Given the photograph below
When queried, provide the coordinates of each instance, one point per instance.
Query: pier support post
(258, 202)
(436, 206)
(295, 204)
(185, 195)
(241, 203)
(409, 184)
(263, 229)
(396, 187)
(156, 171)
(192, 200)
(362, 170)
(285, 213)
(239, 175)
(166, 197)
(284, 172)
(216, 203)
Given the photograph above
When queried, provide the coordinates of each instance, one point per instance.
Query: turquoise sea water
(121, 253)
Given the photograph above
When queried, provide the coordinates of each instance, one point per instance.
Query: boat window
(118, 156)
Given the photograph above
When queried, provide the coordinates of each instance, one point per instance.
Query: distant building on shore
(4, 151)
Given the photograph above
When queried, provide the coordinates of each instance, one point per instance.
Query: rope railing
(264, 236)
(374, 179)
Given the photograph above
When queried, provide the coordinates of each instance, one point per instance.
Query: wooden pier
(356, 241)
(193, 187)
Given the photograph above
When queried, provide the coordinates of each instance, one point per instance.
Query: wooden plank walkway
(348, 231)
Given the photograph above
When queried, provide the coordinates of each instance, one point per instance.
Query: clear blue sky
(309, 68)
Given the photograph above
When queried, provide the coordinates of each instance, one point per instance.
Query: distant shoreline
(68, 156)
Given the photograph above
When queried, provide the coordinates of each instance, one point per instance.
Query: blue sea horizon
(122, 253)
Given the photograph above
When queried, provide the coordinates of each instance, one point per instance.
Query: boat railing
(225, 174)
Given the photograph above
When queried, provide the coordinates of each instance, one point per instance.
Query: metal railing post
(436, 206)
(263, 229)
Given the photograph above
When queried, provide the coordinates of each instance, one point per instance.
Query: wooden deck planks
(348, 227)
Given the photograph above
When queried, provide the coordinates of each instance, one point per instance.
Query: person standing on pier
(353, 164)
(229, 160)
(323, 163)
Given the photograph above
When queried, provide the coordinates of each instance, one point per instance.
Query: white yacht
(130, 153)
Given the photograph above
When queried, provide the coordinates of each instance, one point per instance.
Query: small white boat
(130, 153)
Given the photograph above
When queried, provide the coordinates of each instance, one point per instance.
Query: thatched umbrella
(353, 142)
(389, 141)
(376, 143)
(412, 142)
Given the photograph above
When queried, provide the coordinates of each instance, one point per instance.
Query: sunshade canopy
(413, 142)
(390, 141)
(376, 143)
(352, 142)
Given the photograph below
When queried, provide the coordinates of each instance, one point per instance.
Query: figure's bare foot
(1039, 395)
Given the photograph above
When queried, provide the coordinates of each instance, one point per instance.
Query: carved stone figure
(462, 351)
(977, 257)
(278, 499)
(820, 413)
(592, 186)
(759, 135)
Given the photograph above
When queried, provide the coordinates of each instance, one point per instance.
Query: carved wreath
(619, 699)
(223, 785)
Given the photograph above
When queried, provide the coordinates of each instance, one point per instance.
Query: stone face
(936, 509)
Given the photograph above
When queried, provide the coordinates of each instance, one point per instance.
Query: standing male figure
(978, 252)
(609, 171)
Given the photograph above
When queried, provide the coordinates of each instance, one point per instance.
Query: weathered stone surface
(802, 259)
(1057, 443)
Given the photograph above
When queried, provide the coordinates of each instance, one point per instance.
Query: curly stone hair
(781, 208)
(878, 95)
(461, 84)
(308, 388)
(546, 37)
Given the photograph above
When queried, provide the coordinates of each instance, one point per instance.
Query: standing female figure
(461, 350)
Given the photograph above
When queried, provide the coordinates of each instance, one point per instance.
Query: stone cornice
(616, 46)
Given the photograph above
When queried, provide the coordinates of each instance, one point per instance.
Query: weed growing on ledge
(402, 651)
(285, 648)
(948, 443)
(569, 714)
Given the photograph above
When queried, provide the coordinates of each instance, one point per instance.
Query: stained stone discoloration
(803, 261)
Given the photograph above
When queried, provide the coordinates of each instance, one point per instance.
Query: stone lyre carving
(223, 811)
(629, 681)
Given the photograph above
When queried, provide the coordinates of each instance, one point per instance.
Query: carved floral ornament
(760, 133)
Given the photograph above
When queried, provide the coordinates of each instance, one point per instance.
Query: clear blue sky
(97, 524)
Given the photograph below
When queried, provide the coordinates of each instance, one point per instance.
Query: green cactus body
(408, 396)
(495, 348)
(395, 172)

-- WHAT IS NEEDED --
Identify each line in the data above that contains the word "boat", and reproduce every such line in full.

-- CORRECT RESPONSE --
Query: boat window
Query: boat railing
Query: small white boat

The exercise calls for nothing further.